== Task brief ==
Copy the lines verbatim, beginning with the line that contains "of the hazy" and continuing through the end of the data, and only those lines.

*** Supplied entries ***

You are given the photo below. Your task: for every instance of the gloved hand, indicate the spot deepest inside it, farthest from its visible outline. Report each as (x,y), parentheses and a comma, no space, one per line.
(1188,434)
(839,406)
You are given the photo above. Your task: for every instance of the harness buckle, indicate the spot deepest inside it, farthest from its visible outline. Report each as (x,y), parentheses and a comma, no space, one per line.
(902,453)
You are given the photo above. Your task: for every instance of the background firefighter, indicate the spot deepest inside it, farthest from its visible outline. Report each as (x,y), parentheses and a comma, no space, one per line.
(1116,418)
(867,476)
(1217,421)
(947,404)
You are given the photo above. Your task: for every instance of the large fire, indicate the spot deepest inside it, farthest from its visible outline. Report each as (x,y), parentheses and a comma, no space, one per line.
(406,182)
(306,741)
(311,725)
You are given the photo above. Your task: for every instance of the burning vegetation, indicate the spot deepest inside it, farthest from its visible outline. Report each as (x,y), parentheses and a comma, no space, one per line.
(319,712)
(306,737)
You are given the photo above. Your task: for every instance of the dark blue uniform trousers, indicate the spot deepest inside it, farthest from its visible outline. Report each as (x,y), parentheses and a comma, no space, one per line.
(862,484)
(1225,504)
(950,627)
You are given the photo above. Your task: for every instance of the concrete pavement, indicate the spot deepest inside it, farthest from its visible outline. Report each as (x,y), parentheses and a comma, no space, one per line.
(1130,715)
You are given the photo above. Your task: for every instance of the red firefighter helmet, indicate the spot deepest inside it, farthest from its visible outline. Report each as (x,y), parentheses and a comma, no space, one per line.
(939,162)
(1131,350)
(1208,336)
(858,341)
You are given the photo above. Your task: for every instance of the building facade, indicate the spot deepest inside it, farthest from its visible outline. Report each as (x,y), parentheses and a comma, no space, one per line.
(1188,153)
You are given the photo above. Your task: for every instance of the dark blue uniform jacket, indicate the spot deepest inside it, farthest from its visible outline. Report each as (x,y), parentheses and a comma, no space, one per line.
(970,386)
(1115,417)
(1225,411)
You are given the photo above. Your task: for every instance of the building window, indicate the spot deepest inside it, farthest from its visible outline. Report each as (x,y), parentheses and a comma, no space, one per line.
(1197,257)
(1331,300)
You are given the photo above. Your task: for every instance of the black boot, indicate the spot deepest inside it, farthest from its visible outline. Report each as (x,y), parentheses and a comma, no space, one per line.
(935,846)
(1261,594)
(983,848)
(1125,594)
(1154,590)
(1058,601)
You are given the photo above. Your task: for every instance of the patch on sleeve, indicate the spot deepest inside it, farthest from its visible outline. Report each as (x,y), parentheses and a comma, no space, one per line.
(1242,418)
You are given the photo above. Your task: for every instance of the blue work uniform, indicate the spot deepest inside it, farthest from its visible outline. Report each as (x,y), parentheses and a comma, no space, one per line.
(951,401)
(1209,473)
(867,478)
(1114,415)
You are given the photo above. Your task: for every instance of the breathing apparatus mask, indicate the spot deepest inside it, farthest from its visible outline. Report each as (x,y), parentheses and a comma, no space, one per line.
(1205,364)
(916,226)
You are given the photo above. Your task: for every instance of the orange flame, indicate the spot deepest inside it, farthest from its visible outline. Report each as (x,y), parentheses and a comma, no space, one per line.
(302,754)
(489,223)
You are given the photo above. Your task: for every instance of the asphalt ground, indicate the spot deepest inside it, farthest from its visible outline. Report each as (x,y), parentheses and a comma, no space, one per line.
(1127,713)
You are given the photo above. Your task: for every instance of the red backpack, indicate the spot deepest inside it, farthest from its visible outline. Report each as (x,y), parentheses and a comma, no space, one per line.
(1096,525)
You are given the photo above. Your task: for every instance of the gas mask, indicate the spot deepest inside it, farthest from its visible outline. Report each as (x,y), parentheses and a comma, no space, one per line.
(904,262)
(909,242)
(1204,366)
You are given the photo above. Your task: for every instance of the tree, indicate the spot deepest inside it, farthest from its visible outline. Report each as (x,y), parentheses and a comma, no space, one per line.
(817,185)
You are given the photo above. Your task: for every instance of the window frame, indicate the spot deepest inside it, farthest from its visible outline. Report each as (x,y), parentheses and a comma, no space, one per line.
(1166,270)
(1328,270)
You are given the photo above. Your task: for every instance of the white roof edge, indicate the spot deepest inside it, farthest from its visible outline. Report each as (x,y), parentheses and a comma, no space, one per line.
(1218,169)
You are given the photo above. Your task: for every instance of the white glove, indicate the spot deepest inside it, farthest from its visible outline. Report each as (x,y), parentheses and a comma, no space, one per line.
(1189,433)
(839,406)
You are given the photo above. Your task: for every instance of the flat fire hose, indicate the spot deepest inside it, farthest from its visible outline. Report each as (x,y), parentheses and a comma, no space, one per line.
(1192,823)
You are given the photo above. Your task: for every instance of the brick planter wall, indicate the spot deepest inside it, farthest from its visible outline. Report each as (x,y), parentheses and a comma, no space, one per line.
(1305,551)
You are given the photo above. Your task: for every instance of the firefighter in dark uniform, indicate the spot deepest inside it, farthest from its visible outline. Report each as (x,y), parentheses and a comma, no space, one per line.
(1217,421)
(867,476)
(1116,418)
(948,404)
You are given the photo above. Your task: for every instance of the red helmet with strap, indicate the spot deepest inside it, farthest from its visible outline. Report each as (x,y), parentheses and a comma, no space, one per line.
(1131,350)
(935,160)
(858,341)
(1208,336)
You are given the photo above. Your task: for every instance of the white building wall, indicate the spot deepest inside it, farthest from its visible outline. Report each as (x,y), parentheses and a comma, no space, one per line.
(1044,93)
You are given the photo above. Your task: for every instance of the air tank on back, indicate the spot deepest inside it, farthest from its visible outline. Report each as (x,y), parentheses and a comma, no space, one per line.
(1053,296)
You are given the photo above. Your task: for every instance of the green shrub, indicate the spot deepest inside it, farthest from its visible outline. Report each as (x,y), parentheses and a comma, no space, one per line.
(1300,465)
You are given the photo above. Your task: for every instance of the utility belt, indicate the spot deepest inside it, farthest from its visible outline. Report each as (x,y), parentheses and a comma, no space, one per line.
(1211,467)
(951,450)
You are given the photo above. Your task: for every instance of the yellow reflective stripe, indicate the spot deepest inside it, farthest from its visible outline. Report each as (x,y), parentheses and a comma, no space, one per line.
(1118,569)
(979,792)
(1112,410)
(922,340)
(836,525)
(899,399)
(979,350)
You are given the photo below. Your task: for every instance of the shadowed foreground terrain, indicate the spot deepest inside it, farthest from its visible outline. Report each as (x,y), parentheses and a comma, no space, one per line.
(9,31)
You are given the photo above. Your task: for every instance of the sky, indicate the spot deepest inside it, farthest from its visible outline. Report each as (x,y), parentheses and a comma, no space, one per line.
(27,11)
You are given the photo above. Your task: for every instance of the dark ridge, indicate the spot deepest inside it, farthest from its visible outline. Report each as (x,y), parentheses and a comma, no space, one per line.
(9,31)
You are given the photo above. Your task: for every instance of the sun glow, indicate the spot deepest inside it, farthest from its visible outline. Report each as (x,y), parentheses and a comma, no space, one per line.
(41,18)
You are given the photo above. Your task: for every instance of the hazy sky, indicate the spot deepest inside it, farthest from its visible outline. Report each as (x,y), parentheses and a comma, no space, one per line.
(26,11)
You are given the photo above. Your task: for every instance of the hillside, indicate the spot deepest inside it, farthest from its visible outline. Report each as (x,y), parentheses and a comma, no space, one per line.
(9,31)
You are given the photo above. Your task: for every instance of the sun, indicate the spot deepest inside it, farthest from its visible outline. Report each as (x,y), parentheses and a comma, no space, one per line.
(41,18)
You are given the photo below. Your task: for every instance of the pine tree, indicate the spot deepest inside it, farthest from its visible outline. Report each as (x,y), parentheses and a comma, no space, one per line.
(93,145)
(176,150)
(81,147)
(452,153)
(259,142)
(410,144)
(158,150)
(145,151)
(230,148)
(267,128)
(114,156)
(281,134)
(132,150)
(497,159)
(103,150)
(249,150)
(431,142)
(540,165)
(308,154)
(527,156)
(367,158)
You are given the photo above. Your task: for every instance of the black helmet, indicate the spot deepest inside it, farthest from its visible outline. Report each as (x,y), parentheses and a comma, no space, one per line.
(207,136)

*** End of Supplied entries ***

== Completed exercise ==
You are given the photo above. Your task: for every instance of the hazy sky, indicate the spot deepest inside it, farthest from its visible outline. Report each as (x,y), parentheses and a comma, no space, one per line.
(26,11)
You are given the photo above. Your task: for every instance of the hillside, indicate the spot deepest inside it, farthest from its visible outline. Report each as (x,y), parentheses and a comma, no space, one per line.
(9,31)
You are given the photo above. Your task: for every instance of the sun, indicate the spot deepest inside it, farthest from its visible outline. Report each as (x,y), parentheses and a comma, no space, one per line.
(41,18)
You are given the photo below. Your task: for every instance of the pine tree, indicate the spot deepest inside it, farthest from its visible outline. Report each as (x,y), parentheses and a comma, no space, one per line.
(93,145)
(176,150)
(81,147)
(452,153)
(259,142)
(410,144)
(158,150)
(145,151)
(230,148)
(267,128)
(114,156)
(281,134)
(132,150)
(497,159)
(103,150)
(249,150)
(431,142)
(540,165)
(308,154)
(527,156)
(367,158)
You are given the photo above. Your task: for every instance of the black helmet, indicate the spot deepest inside it, farthest from its visible outline. Report each as (x,y), parentheses and a comma, no space, one per line.
(207,136)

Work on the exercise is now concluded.